→ **Extract**:
————

The beginning.
Ha. Been fooled about that before.
The other night, I was working overnight in the emergency room. It was about 4 in the morning, maybe 5, the point in the night where your body wants most desperately to be lying down. The department was quite busy, and from the bottom of the stack of people waiting, I picked up a chart that said “suicidal ideation”. As I walked to the room, I glanced at the patient’s information. A young man. No fixed address. No past history.
I could smell the booze before I walked into the room. In it sat a well dressed man with glassy eyes. I sat down.
That is the important part, I explain to students sometimes. The sitting down. Too often, I explain, when people come in with emotional pain, we don’t treat their symptoms well. When people come in who have injured their ankle, even if it’s not broken, we still give them ibupfrofen or a tensor bandage. When people are suffering spiritually, sit down, even for five minutes, and listen.

————

→ **Input data**:
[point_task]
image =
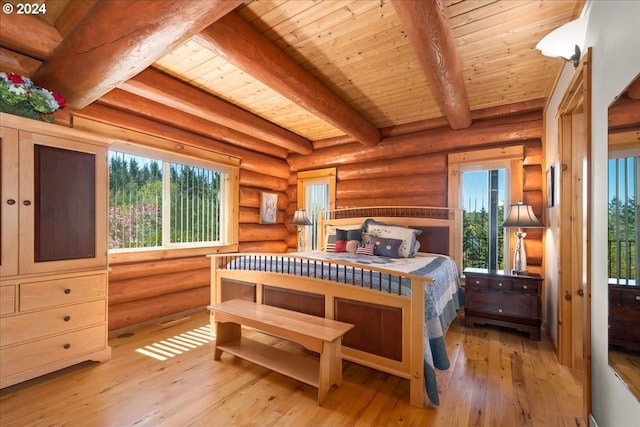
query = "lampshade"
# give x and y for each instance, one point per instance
(565, 42)
(521, 216)
(300, 218)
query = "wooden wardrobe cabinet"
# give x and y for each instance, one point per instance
(53, 248)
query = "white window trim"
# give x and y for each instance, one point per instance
(509, 158)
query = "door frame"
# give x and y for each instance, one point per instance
(574, 290)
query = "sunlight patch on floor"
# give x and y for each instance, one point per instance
(179, 344)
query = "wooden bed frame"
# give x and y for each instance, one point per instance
(375, 313)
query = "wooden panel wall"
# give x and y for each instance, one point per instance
(144, 291)
(412, 170)
(408, 170)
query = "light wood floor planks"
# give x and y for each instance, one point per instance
(497, 377)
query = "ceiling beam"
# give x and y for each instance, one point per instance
(634, 89)
(164, 114)
(166, 90)
(426, 26)
(29, 35)
(18, 63)
(114, 43)
(238, 42)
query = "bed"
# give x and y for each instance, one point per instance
(401, 299)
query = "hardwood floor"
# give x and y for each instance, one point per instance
(497, 377)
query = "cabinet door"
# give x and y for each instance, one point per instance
(63, 204)
(9, 199)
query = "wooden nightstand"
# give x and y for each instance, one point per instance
(497, 298)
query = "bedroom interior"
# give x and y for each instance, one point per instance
(386, 104)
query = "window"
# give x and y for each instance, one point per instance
(483, 195)
(316, 192)
(624, 180)
(161, 201)
(482, 183)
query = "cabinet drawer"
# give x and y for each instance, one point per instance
(7, 299)
(528, 286)
(503, 303)
(19, 358)
(477, 282)
(28, 326)
(68, 290)
(630, 299)
(500, 283)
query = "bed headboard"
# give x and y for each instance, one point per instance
(441, 227)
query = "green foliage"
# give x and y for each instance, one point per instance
(475, 250)
(136, 204)
(622, 238)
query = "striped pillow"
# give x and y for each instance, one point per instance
(365, 248)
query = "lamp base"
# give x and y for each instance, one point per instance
(515, 272)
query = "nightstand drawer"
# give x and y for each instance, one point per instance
(500, 284)
(523, 285)
(476, 282)
(504, 304)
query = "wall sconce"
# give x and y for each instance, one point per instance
(520, 216)
(565, 42)
(300, 219)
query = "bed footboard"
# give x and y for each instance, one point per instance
(377, 314)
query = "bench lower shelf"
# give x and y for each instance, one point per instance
(300, 366)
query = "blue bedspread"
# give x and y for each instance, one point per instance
(442, 299)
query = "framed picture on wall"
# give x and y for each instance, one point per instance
(268, 208)
(550, 187)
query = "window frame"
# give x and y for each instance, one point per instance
(509, 158)
(318, 176)
(230, 225)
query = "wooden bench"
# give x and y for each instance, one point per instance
(323, 336)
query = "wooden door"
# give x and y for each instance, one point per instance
(10, 202)
(574, 291)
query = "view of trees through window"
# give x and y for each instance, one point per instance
(483, 202)
(623, 220)
(154, 203)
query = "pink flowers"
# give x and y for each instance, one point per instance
(15, 78)
(19, 95)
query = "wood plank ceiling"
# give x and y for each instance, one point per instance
(294, 74)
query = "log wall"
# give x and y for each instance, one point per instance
(403, 170)
(412, 169)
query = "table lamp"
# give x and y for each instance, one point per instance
(300, 219)
(520, 216)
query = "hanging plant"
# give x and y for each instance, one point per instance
(20, 96)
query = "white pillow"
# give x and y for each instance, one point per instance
(407, 235)
(330, 234)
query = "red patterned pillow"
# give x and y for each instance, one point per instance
(365, 248)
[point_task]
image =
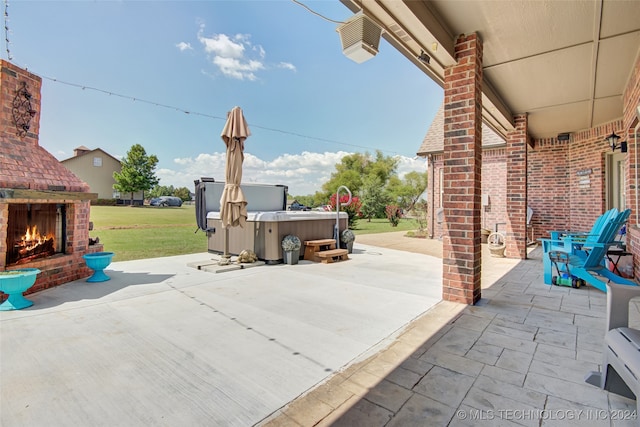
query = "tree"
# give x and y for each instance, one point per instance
(184, 193)
(407, 192)
(161, 190)
(373, 198)
(137, 172)
(353, 169)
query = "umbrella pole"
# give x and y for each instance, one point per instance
(226, 258)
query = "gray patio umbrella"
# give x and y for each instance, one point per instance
(233, 205)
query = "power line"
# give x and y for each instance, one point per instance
(211, 116)
(6, 29)
(316, 13)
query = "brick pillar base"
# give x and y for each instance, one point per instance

————

→ **Task set**:
A. Rewrite the paragraph of the emergency room account beginning "The other night, I was working" more briefly, keeping its main facts.
B. Copy the passage of the emergency room account between "Ha. Been fooled" and "I sat down.", inclusive, word for word.
The records are independent material, separate from the emergency room account.

→ **Task-by-task results**:
A. Around 4 or 5 in the morning, during a busy overnight shift in the emergency room, the narrator took a chart marked "suicidal ideation" from the bottom of the waiting stack. The patient was a young man with no fixed address and no past history.

B.
Ha. Been fooled about that before.
The other night, I was working overnight in the emergency room. It was about 4 in the morning, maybe 5, the point in the night where your body wants most desperately to be lying down. The department was quite busy, and from the bottom of the stack of people waiting, I picked up a chart that said “suicidal ideation”. As I walked to the room, I glanced at the patient’s information. A young man. No fixed address. No past history.
I could smell the booze before I walked into the room. In it sat a well dressed man with glassy eyes. I sat down.